• [Volets de l'exercice]
• a. Répondez à ces trois questions sur l'article consacré au film Black Dog :
(i) En quelle année le film a-t-il été primé au Festival de Cannes ?
(ii) Quel film de Guan Hu a connu un énorme succès en 2020 ?
(iii) Quel acteur incarne Lang ?
• b. Prolongez d'un paragraphe l'article sur le film Black Dog, à partir de sa dernière phrase.

• [Extrait cité]
-----
Primé au Festival de Cannes 2024, Black Dog, réalisé par Guan Hu, sort ce 5 mars. Situé dans les vastes étendues désertiques du nord-ouest de la Chine, ce drame introspectif nous plonge dans une ville en déclin où l’homme et l’animal deviennent les symboles d’une société en mutation.

Lang revient dans sa ville natale aux portes du désert de Gobi. Alors qu’il travaille pour la patrouille locale chargée de débarrasser la ville des chiens errants, il se lie d’amitié avec l’un d’entre eux. Une rencontre qui va marquer un nouveau départ pour ces deux âmes solitaires.

Un récit d’errance dans un décor crépusculaire

Le réalisateur Guan Hu est reconnu pour sa préoccupation humaniste, par le réalisme de son étude sociale ainsi que par son style tranchant, le tout porté par une mise en scène innovante, se focalisant tout particulièrement sur la manière dont des personnes ordinaires et simples perçoivent et subissent les évolutions de son pays. Il connaitra un énorme succès en 2020 avec La Brigade des 800, qui est sans aucun doute le plus gros blockbuster que la Chine ait connu. Il nous livre ici, avec Black Dog, un film à la croisée des genres, où se mêlent western minimaliste, film noir et drame social. L’esthétique contemplative et la mise en scène épurée renforcent l’intensité de cette histoire où l’homme et le chien, deux êtres marginalisés, trouvent refuge l’un auprès de l’autre.

Eddie Peng incarne Lang, ancienne rockstar mêlée à un meurtre, qui revient dans sa ville natale après avoir purgé une longue peine de prison. Son retour est loin d’être triomphal : il est désormais un étranger dans un monde qui a évolué sans lui. Confiné à un rôle d’employé municipal chargé d’éliminer les chiens errants, Lang se retrouve face à un dilemme moral lorsqu’il croise un chien noir solitaire et farouche. Ce lien improbable entre un homme brisé et un animal traqué devient le cœur du récit. Le chien, Xin (dans la vraie vie !), incarne la résistance face à l’hostilité ambiante. Le duo, d’abord méfiant, se construit au fil des épreuves, trouvant un écho déchirant dans les thèmes de la solitude et de l’aliénation, et se façonnant ensemble comme une vraie parabole scénaristique dans un environnement paradoxal.
-----
• [Matériel fourni]

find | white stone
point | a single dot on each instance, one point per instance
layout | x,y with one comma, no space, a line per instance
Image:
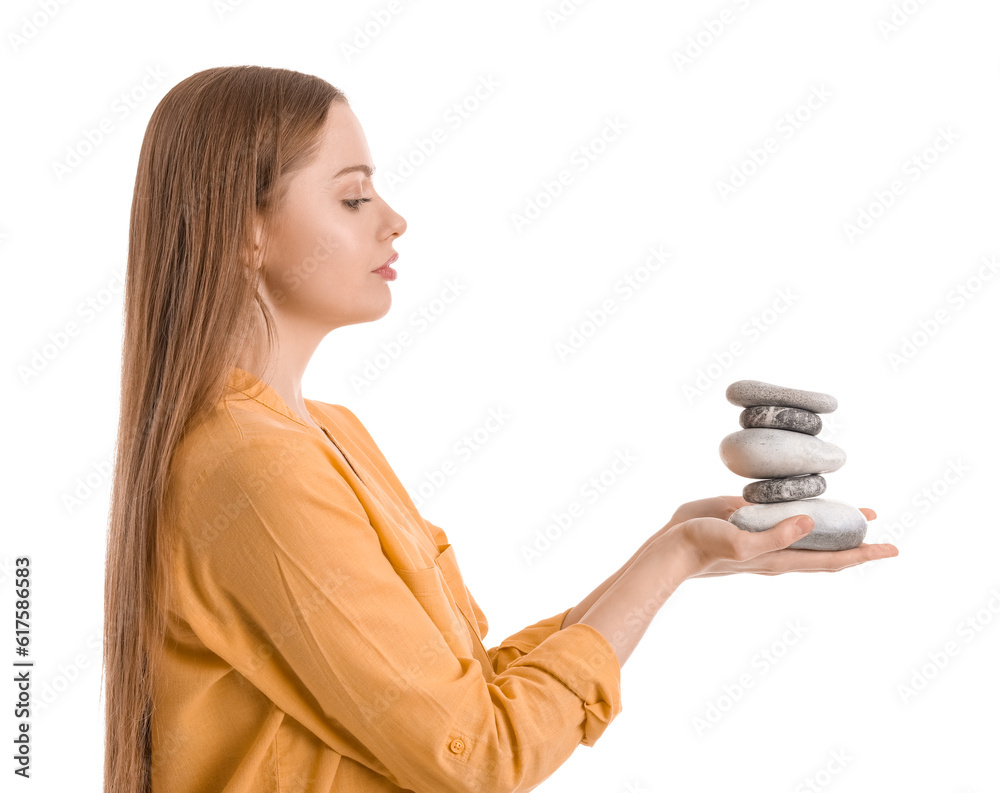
-----
• [Réponses par consigne]
• a.
(i) En 2024.
(ii) La Brigade des 800.
(iii) Eddie Peng.

• b.
Une critique sociale subtile et poétique

Car, à travers l’histoire de Lang et de son Black Dog, se dresse aussi un portrait subtil de la transformation urbaine et sociétale de la Chine. L’action se déroule en 2008, à la veille des Jeux olympiques de Pékin, période symbolisant l’essor rapide du pays mais aussi l’effacement progressif des laissés-pour-compte. La ville où Lang revient est une cité autrefois prospères grâce au pétrole, et aujourd’hui en déliquescence, aux immeubles à moitié construits, aux rues désertées avec un zoo plus ou moins à l’abandon. Ce cadre fantomatique, où le sable du désert menace d’engloutir les habitations, illustre un monde en transition, où certains individus sont condamnés à l’oubli. Le chien noir (et Lang aussi d’une certaine manière) devient alors une métaphore de ces exclus, rejetés par un système qui cherche à les effacer.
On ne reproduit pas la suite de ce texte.